What you have to do
From the records below, copy out exactly the lines from the one containing "For every instance of the blurred" to the one containing "For every instance of the dry", both included. Add nothing else.

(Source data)
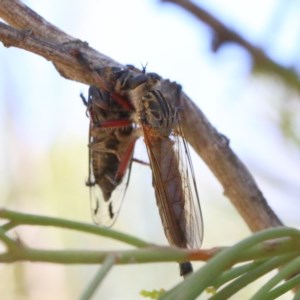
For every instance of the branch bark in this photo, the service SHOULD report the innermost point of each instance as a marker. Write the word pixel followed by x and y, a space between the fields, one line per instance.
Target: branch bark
pixel 31 32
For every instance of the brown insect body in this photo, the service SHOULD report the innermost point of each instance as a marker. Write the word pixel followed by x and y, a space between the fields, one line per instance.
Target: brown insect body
pixel 173 177
pixel 111 142
pixel 158 121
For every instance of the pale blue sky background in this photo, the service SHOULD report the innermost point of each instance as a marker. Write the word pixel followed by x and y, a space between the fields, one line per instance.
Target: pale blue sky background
pixel 46 108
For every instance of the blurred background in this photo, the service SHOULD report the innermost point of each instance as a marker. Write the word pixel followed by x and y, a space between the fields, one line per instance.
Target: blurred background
pixel 44 131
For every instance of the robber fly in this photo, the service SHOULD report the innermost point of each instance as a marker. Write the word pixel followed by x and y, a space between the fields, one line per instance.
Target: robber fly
pixel 157 120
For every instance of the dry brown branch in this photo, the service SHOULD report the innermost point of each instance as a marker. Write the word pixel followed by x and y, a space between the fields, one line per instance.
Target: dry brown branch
pixel 32 33
pixel 223 34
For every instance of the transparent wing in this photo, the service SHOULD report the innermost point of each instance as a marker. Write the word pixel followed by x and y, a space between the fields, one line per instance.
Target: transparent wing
pixel 193 214
pixel 175 188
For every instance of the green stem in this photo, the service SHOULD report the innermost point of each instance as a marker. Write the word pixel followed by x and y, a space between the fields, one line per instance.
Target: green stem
pixel 92 287
pixel 144 255
pixel 286 271
pixel 249 277
pixel 200 280
pixel 283 288
pixel 9 243
pixel 28 219
pixel 235 272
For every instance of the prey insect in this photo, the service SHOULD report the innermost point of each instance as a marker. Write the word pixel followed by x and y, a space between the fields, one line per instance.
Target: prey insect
pixel 111 142
pixel 154 117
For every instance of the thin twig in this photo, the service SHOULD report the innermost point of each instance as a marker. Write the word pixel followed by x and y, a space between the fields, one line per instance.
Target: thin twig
pixel 36 35
pixel 223 35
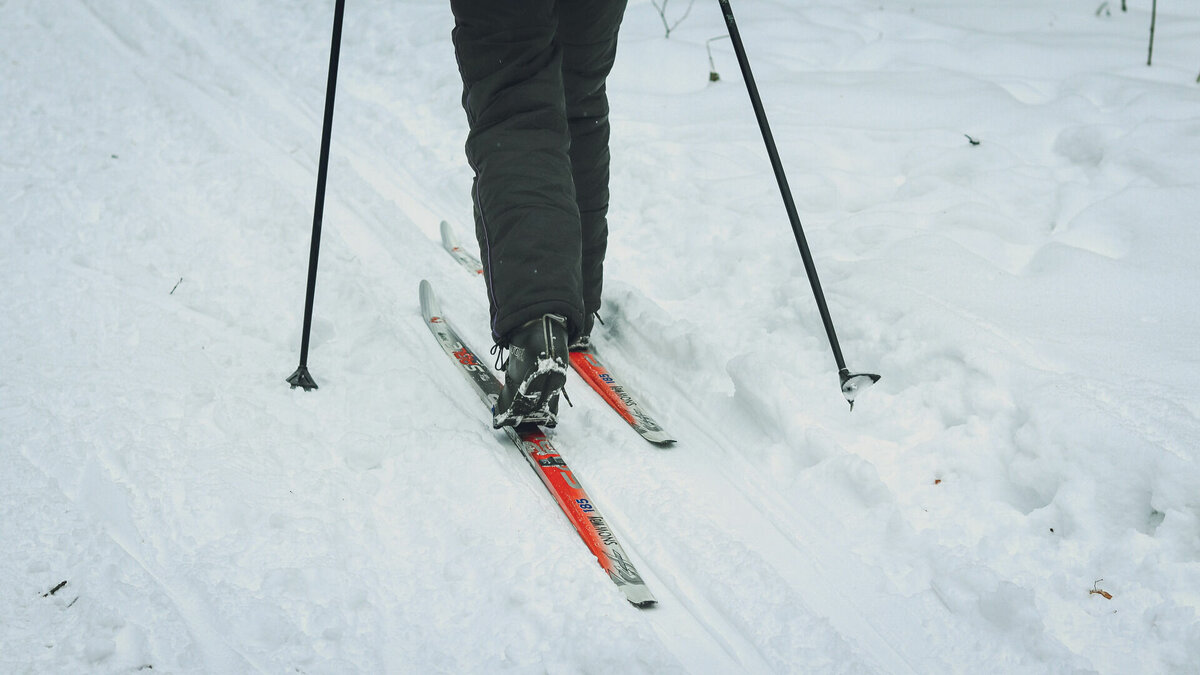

Solved problem
For every instance of the blurred background in this photo, the service SHOULD report the innermost point of each instance as a marker. Write the word pixel followed by x and y, a space between the fields, one line per instance.
Target: blurred background
pixel 44 131
For every instance of the robber fly in this photo, the service SHOULD report the innermost point of each instance as a marker. Write the word pixel followed by x and y, a space between the fields, one line per instance.
Target: robber fly
pixel 157 120
For every instance of the dry brown branch in this photo, the service SHOULD report the innermost point of each instance as a marker. Write the word pixel followed by x and y, a space between the fields, one line per instance.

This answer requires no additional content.